과제 지시문
아래 항목을 처음부터 끝까지 한 줄도 빠뜨리거나 고치지 말고 원문 그대로 다시 적으십시오.

입력 항목

☆ ☆ ☆

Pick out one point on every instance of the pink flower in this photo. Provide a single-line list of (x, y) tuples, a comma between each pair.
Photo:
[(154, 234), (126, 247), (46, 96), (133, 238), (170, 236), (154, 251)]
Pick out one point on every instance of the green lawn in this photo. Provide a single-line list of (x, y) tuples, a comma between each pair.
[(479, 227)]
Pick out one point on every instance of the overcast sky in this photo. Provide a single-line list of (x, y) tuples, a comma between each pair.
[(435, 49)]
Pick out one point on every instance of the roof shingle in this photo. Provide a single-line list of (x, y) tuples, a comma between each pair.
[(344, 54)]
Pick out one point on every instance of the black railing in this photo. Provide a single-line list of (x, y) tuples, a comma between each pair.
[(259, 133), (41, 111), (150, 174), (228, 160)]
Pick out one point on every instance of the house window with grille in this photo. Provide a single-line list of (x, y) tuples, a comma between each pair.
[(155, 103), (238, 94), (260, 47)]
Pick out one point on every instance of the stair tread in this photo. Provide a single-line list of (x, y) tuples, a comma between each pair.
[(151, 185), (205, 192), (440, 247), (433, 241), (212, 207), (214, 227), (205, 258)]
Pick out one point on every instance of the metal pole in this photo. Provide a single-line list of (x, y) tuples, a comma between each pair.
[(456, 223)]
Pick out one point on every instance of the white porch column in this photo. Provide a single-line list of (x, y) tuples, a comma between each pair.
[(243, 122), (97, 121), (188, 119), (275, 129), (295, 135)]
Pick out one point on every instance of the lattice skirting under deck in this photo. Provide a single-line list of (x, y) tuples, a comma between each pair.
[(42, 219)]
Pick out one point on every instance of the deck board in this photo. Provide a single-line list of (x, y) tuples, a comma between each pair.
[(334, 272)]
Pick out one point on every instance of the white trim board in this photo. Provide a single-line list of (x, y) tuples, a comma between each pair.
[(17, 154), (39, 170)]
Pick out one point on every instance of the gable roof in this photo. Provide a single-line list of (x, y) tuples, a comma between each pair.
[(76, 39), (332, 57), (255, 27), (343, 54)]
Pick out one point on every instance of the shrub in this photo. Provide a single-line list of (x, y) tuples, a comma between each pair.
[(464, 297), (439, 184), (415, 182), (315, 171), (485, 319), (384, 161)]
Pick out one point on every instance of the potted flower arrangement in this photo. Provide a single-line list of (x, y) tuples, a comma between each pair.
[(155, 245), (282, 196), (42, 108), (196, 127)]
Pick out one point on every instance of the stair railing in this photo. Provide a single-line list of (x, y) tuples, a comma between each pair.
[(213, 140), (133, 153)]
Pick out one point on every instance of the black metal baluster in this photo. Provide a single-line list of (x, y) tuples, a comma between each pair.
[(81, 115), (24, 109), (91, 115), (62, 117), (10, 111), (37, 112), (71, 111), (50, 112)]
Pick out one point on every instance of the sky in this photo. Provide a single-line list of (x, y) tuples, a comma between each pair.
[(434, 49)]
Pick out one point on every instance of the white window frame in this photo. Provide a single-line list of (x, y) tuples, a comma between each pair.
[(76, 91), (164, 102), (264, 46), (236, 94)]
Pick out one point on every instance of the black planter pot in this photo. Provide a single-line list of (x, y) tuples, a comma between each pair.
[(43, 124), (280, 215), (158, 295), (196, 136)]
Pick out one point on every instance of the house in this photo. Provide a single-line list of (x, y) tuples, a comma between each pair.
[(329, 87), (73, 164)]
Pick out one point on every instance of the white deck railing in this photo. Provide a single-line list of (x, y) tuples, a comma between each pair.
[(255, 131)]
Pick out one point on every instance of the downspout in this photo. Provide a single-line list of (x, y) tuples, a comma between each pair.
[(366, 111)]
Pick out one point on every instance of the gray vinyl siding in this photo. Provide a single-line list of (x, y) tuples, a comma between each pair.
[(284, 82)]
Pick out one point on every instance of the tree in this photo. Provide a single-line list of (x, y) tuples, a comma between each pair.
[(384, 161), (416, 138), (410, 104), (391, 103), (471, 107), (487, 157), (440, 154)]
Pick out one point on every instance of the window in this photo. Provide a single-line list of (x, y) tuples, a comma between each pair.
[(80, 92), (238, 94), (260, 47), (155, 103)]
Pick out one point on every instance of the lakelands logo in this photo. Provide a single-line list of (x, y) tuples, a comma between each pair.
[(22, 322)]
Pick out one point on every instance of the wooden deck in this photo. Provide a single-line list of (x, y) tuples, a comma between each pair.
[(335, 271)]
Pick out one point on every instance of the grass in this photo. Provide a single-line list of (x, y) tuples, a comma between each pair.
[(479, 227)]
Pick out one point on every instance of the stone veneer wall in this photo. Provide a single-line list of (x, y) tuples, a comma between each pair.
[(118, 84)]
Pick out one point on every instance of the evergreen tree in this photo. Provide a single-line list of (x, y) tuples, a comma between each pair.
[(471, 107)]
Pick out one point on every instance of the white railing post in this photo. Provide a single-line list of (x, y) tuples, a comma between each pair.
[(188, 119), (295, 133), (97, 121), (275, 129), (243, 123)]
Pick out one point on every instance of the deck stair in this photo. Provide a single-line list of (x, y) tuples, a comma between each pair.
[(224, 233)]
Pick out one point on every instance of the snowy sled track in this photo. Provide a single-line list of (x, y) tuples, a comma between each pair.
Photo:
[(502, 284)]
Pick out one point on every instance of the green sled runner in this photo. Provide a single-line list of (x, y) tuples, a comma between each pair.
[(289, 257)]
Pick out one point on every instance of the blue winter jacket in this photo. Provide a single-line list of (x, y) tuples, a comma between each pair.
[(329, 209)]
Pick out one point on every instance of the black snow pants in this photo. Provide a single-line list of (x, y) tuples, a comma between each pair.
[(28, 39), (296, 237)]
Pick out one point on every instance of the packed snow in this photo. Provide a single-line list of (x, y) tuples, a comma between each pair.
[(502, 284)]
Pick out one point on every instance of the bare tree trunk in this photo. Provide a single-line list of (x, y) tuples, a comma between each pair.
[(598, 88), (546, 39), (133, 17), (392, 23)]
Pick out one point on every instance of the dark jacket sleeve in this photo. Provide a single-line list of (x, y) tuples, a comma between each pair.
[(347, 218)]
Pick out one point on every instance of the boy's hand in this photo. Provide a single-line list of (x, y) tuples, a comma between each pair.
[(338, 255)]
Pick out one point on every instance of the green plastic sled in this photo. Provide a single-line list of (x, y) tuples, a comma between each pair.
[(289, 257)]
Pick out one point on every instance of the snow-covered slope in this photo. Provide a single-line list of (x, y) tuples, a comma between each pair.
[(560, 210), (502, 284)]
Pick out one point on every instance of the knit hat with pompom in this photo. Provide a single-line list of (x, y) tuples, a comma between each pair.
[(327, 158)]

☆ ☆ ☆

최종 답변
Pick out one point on every instance of the pink flower in this photo. Provide a single-line list of (x, y) tuples, a comma between each pair.
Photo:
[(154, 234), (126, 247), (46, 96), (133, 238), (170, 236), (154, 251)]
Pick out one point on every instance of the green lawn in this photo. Provide a single-line list of (x, y) tuples, a comma between each pair.
[(479, 227)]
Pick out one point on every instance of the overcast sky in this photo. Provide a single-line list of (x, y) tuples, a comma between each pair.
[(435, 49)]
Pick out one point on every instance of the roof shingle in this photo. Provide a single-line list of (x, y) tuples, a comma between each pair.
[(344, 54)]
Pick out one point on every instance of the black railing in this photo. Provide a single-line list of (x, y) tuples, a comma between each pair.
[(259, 133), (41, 111), (150, 174), (228, 160)]
Pick out one point on every instance of the house window with grille in this photo. Provide a single-line list of (x, y) tuples, a comma between each pair.
[(155, 103), (238, 94), (260, 47)]
Pick out one point on every instance of the stair tread in this photo. Provide a single-line list of (x, y) tuples, a comma between each pair.
[(151, 185), (205, 192), (440, 247), (433, 241), (212, 207), (214, 227), (205, 258)]
Pick out one point on every instance of the metal pole in this photo. Provide a single-line list of (x, y) tuples, a comma between each pair.
[(456, 223)]
Pick out one point on every instance of the white porch column in this photo. Provide a single-line list of (x, y) tuples, a comma between each pair.
[(243, 122), (97, 121), (188, 119), (275, 129), (295, 135)]
Pick out one point on every instance of the lattice skirting under deck in this photo. Provide a single-line list of (x, y) tuples, a comma between each pair.
[(42, 219)]
Pick out one point on every instance of the deck board in this photo. Provide a single-line list of (x, y) tuples, a comma between each pair.
[(334, 272)]
Pick out one point on every instance of the white trim board in this photo. Provide a single-line list of (x, y) tuples, a comma between each pair.
[(17, 154), (39, 170)]
Pick out one point on every instance of the gable roof in this photo. Provide a single-line list of (x, y) tuples, a comma between each pair.
[(76, 39), (332, 57), (255, 27), (343, 54)]
Pick out one point on every instance of the shrub in this photo. Provide a single-line list of (x, y) tuples, a comma between each pair.
[(464, 297), (439, 184), (415, 182), (315, 171), (485, 319), (384, 161)]
Pick out one point on every instance of the potted flower arrangement in this photo. Provide a single-line list of (x, y) tuples, a comma between each pair.
[(155, 245), (282, 196), (42, 108), (196, 127)]
Pick out one point on every instance of the stair railing in this photo. Provide a single-line list of (x, y) tuples, a comma between each pair.
[(213, 140), (133, 153)]
Pick out one point on every instance of the black metal baluster in this photo. Provide a single-line list of (x, y) tuples, a comma between each pair.
[(81, 115), (24, 109), (91, 115), (62, 117), (10, 111), (37, 112), (71, 111), (50, 112)]
Pick out one point on every instance of the sky in this photo. Provide a single-line list of (x, y) tuples, a comma between each pair.
[(434, 49)]
Pick out one point on every instance of the white window frame in this photo. Provide a single-line list of (x, y) tuples, a comma between each pair.
[(76, 91), (164, 102), (264, 46), (236, 94)]
Pick out one point on every instance of the black planter pot in this photo. Provide a single-line list of (x, y) tuples, a comma between each pair.
[(43, 124), (280, 215), (158, 295), (196, 136)]
Pick out one point on every instance of the house in this photo. Provide a single-line list of (x, y) tuples, a comma between each pair.
[(329, 87), (73, 164)]
Pick out one point on every instance of the white deck railing in this photo. Provide a single-line list of (x, y) tuples, a comma between each pair.
[(255, 131)]
Pick out one point on every instance of the downspout in this photo. Provide a single-line list of (x, y) tuples, a comma between each pair.
[(366, 111)]
Pick out one point on every instance of the gray vinyl siding in this photo. Provide a single-line list of (x, y) tuples, a comma between each pair.
[(284, 82)]
Pick out one point on every instance of the tree in this photo. Provide a single-line list of (x, y) tuples, a comma between each pair.
[(384, 161), (416, 138), (410, 104), (391, 103), (471, 107), (487, 157), (440, 154)]
Pick out one point on every instance of the window in this photo. Provide a single-line list of (x, y) tuples, a comma between each pair.
[(80, 92), (238, 94), (260, 47), (155, 103)]
Pick out one point on every instance of the lakelands logo in this photo. Provide a single-line list of (x, y) tuples, a comma between each pair.
[(22, 322)]
Pick out one point on every instance of the wooden deck in this photo. Provide a single-line list of (x, y) tuples, a comma between each pair.
[(335, 271)]
Pick out one point on every instance of the grass in this photo. Provide a single-line list of (x, y) tuples, a comma between each pair.
[(479, 227)]
Pick out one point on every instance of the stone veneer wall in this photo. Provide a single-line list of (x, y) tuples, a comma between each pair.
[(118, 84)]
Pick out one point on every instance of the evergreen tree in this photo. Provide a single-line list of (x, y) tuples, a comma between each pair.
[(471, 107)]
Pick out one point on every instance of the white railing post in this photo. Provide a single-line list of (x, y) tuples, a comma between each pair.
[(188, 119), (295, 133), (97, 121), (275, 129), (243, 123)]
Pick out one point on every instance of the deck stair in this photo. Provide a single-line list of (x, y) tuples, a comma between each pair.
[(224, 233)]
Pick out one point on every instance of the snowy sled track in this photo. Provide a single-line list of (x, y) tuples, a comma between each pair.
Photo:
[(502, 284)]
Pick out one point on every instance of the green sled runner in this photo. Provide a single-line list of (x, y) tuples, a comma between each pair.
[(289, 257)]
Pick out one point on every instance of the blue winter jacket in this photo. Provide a single-line list of (x, y) tuples, a comma between each pair.
[(329, 209)]
Pick out one point on every instance of the black snow pants in this photo. Provide a single-line list of (x, y) tuples, a comma between each pair.
[(28, 39), (296, 237)]
Pick out one point on every instance of the packed snow in this photo. Provide a single-line list of (x, y) tuples, a comma between each pair.
[(502, 284)]
Pick out one point on every instance of the bare tree trunk in this photo. Provide a single-line list of (x, y) tuples, a comma between each pair.
[(598, 88), (546, 39), (133, 17), (392, 23)]
Pick out one point on every instance of the dark jacket sleeve in this photo. Provide a single-line list of (x, y) tuples, a comma between each pair.
[(347, 218)]
Pick out one point on every instance of the boy's hand in this photo. Provide a single-line list of (x, y) tuples, a comma between each pair.
[(338, 255)]
Pick out one point on every instance of the green plastic sled in this photo. Provide a single-line list of (x, y) tuples, a comma between each pair.
[(289, 257)]
Pick out one point on every instance of the snow-covered slope in this photo. Provide a single-line list of (x, y) tuples, a comma between each pair.
[(560, 210), (502, 284)]
Pick out one point on every instance of the knit hat with pompom in this photo. Provide a single-line list of (x, y) tuples, a comma between each pair.
[(327, 158)]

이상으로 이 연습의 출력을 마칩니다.